• [EXERCISE DETAILS] Rewrite the listing below, starting with the line that contains "of the bridge" and going on through the end of the listing. Keep the requests unchanged, and increase every coordinate in the answers by 109.

— Start DATA EXTRACT —

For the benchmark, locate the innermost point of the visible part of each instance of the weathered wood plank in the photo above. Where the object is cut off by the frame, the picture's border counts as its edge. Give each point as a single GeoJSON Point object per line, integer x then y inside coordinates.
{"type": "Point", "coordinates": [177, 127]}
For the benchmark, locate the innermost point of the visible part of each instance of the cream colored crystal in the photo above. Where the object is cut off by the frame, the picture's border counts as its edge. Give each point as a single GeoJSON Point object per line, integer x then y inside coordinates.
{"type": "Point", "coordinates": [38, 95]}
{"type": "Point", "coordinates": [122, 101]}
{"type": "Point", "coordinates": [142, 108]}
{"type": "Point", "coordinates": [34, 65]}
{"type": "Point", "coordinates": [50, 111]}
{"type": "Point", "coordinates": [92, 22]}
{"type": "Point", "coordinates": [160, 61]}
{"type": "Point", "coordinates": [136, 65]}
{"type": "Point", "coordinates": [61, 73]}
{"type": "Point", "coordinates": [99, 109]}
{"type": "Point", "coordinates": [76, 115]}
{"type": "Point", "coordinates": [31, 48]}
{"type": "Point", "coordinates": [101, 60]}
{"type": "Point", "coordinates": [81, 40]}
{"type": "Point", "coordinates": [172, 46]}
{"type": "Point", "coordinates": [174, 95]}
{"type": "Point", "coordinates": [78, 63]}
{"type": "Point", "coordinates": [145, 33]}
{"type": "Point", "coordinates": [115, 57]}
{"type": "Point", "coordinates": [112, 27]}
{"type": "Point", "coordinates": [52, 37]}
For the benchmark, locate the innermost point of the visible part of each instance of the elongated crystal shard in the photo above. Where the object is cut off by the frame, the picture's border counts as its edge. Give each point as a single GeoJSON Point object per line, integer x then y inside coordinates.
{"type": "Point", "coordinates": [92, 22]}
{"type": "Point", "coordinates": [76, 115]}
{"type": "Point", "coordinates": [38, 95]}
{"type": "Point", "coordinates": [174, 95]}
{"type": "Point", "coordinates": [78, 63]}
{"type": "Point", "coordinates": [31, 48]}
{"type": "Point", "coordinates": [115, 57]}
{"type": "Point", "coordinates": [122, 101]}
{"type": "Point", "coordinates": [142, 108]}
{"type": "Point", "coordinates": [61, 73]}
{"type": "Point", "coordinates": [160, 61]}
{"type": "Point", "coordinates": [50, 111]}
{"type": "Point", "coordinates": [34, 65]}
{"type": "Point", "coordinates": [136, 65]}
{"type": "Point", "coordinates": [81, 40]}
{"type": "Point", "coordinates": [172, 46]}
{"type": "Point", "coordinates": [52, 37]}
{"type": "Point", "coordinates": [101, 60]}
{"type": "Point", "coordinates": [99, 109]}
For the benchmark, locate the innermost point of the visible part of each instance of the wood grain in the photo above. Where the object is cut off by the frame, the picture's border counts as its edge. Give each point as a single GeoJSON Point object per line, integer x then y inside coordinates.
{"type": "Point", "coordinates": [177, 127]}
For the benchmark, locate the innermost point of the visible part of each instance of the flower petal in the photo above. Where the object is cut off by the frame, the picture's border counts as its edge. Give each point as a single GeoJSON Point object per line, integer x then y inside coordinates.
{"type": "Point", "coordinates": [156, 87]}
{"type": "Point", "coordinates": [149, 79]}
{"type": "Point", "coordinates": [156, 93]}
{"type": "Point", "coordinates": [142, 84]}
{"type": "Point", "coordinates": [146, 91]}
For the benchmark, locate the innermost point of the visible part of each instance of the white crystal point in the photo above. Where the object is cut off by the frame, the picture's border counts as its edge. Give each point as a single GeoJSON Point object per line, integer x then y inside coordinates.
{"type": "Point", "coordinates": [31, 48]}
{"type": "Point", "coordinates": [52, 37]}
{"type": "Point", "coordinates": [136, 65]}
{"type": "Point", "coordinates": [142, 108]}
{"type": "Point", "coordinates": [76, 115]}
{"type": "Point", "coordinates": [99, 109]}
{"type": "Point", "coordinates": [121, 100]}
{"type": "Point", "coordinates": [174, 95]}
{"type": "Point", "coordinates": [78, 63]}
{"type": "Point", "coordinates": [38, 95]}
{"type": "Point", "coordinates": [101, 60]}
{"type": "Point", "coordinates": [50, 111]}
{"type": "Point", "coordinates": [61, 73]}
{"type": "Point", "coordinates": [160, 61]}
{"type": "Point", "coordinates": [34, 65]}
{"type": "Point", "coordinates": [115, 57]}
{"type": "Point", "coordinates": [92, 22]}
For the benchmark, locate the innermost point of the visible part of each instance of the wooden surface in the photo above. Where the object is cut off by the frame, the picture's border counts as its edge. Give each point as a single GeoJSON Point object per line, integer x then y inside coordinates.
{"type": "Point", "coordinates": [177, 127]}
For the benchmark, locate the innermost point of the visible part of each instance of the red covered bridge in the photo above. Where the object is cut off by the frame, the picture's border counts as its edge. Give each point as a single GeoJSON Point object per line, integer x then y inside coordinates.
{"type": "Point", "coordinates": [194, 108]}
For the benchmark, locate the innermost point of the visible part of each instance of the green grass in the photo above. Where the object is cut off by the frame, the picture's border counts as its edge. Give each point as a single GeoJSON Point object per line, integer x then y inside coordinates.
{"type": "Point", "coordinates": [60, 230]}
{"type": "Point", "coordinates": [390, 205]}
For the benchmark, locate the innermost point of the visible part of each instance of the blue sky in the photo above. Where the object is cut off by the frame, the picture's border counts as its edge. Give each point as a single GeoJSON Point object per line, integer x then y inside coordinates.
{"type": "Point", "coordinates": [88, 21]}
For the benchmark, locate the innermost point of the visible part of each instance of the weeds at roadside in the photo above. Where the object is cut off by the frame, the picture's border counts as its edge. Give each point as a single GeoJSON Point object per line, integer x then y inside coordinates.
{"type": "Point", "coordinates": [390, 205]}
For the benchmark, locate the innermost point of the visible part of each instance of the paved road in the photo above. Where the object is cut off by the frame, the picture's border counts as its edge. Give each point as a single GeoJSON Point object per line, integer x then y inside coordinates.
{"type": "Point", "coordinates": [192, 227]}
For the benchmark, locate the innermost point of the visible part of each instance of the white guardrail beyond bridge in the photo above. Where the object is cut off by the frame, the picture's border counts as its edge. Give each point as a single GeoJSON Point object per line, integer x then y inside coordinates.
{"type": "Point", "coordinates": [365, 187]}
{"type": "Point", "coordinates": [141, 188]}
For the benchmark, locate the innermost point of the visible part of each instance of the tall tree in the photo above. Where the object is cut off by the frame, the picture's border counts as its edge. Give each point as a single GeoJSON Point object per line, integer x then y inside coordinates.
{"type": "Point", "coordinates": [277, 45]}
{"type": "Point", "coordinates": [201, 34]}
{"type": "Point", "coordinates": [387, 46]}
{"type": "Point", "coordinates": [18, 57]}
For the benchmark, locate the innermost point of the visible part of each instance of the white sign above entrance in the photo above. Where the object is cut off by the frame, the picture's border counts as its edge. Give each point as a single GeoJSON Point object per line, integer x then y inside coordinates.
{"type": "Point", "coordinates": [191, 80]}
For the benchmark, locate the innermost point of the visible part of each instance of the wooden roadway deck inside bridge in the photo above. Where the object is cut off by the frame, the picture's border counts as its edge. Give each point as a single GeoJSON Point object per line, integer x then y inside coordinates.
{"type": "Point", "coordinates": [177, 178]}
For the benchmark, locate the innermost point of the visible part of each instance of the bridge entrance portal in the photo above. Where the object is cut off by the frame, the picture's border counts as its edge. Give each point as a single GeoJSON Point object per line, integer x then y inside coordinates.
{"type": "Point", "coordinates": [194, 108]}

— End DATA EXTRACT —

• [SOLVED EXERCISE]
For the benchmark, locate the innermost point of the visible part of each instance of the bridge entrance portal in the photo above. Where the object is cut off by the frame, the picture's border counts as its edge. Give each point as a single GeoJSON Point object per line, integer x then y inside coordinates.
{"type": "Point", "coordinates": [303, 217]}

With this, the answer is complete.